## PROMPT
Rewrite the material below as a numbered list, omitting any blank lines.

## Region annotation entries
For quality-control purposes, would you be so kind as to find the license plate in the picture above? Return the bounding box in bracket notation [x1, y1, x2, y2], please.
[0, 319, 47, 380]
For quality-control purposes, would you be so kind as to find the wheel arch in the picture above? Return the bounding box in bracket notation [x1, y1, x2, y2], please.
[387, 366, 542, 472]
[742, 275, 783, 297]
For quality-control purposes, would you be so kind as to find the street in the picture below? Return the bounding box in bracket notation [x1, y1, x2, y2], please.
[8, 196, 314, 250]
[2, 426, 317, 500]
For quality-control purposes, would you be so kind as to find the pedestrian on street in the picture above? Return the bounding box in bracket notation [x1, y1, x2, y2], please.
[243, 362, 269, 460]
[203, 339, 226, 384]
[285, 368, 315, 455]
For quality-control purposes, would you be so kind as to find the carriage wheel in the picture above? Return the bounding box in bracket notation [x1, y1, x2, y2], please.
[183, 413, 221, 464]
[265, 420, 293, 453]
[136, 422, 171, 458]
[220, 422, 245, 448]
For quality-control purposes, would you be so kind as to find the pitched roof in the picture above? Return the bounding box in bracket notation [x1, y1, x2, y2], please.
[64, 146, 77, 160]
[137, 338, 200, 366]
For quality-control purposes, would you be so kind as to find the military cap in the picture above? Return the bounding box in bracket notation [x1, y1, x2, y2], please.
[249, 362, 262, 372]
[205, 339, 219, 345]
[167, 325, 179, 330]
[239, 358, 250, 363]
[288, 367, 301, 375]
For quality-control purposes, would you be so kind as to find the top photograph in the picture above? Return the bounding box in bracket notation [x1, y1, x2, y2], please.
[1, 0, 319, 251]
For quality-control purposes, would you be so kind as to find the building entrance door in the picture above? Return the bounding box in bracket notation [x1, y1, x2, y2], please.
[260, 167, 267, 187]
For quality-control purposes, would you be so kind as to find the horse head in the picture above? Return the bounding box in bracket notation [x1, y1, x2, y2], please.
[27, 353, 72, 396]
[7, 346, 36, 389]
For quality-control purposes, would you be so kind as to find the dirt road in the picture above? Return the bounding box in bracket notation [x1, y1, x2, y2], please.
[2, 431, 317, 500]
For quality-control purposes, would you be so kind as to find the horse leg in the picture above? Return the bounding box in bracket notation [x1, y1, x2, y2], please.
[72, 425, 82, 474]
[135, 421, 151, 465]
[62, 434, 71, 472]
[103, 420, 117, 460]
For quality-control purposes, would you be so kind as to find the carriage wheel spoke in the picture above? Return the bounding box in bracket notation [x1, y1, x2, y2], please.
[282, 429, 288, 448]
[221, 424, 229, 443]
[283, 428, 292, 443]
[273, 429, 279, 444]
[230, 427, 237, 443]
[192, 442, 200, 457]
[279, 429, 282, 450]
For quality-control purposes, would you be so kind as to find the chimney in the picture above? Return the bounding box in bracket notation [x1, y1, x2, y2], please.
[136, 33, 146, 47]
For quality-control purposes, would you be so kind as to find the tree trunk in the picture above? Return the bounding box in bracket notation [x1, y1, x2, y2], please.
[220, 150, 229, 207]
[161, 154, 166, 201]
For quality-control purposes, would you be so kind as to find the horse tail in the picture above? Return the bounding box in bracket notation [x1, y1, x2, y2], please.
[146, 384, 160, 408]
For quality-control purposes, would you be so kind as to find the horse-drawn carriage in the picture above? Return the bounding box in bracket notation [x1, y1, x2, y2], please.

## TASK OUTPUT
1. For quality-control purposes, would you be so kind as to find the license plate in the picture above? Return the bounding box in bracket notation [x1, y1, x2, y2], please.
2. [0, 319, 47, 380]
3. For quality-control purposes, would you be so kind as to find the wheel arch in the picture above? Return the bounding box in bracket notation [x1, y1, x2, y2], please.
4. [387, 366, 542, 472]
5. [742, 275, 783, 297]
6. For quality-control purposes, would you be so kind as to find the street in the picture below? Return the bounding box in bracket notation [x1, y1, x2, y2], please.
7. [8, 196, 314, 250]
8. [2, 426, 317, 500]
9. For quality-control purposes, would you be so kind as to find the pedestrian on street in the picture above? Return the bounding box in bracket notation [x1, y1, x2, y2], please.
10. [243, 362, 269, 460]
11. [203, 339, 226, 384]
12. [285, 368, 315, 455]
13. For quality-control purposes, would you be so kind as to find the carriage wheel in the picture above? Return the bounding box in bracket notation [x1, y1, x2, y2], please.
14. [183, 413, 221, 464]
15. [265, 420, 293, 453]
16. [136, 422, 171, 458]
17. [220, 422, 245, 448]
18. For quality-control purposes, would you be so kind as to find the pitched roof in the picture above? Return the bounding box in bracket notation [x1, y1, x2, y2], please.
19. [64, 146, 77, 160]
20. [137, 338, 200, 366]
21. For quality-control purposes, would you be so kind as to find the military cap in the picture above? Return the bounding box in bracket notation [x1, y1, x2, y2], please.
22. [249, 362, 262, 372]
23. [205, 339, 219, 345]
24. [167, 325, 179, 330]
25. [239, 358, 250, 363]
26. [288, 367, 301, 375]
27. For quality-control purposes, would you be so kind as to find the top photograph in the picture above? Return the bounding box in bracket notation [x1, y1, x2, y2], please.
28. [1, 0, 319, 251]
29. For quality-control purposes, would you be so kind as to find the building entrance door in the picture above? Return the bounding box in bracket notation [x1, y1, x2, y2], please.
30. [260, 167, 267, 187]
31. For quality-control purposes, would you be so kind as to find the horse head in the picture above? Return the bounding box in bracket notation [x1, y1, x2, y2], please.
32. [27, 353, 72, 396]
33. [7, 346, 36, 389]
34. For quality-control purposes, would you be so kind as to find the dirt road in the picture above? Return the bounding box in bracket notation [x1, y1, x2, y2], please.
35. [2, 431, 317, 500]
36. For quality-control purposes, would you be so kind as to find the horse leg in the picture above? Return the bounding box in bracket notation [x1, y1, x2, y2], please.
37. [72, 425, 82, 474]
38. [135, 421, 151, 465]
39. [62, 434, 71, 472]
40. [103, 420, 117, 460]
41. For quality-control purposes, would you be so kind as to find the carriage wheel spoke in the picture above? Return the bounding box in bracket notation [x1, y1, x2, y2], please.
42. [282, 429, 288, 448]
43. [221, 424, 229, 443]
44. [283, 428, 292, 443]
45. [273, 429, 279, 444]
46. [230, 427, 237, 443]
47. [192, 442, 200, 457]
48. [279, 429, 282, 450]
49. For quality-control purposes, would you be so kind as to find the chimney in the picture above? Return the bounding box in bracket notation [x1, y1, x2, y2], please.
50. [136, 33, 146, 47]
51. For quality-control purposes, would you be so kind as to find the tree trunk in the picture above? Return the bounding box in bracket notation [x1, y1, x2, y2], please.
52. [220, 150, 229, 207]
53. [161, 154, 166, 201]
54. For quality-control purposes, would you be so kind as to find the horse tail in the picture above? Return the bounding box in bracket notation [x1, y1, x2, y2], please.
55. [146, 384, 160, 408]
56. For quality-control purposes, would you be so kind as to find the horse-drawn carriage in the picture above? Return the bounding box in bracket notation [x1, y1, x2, y2], please.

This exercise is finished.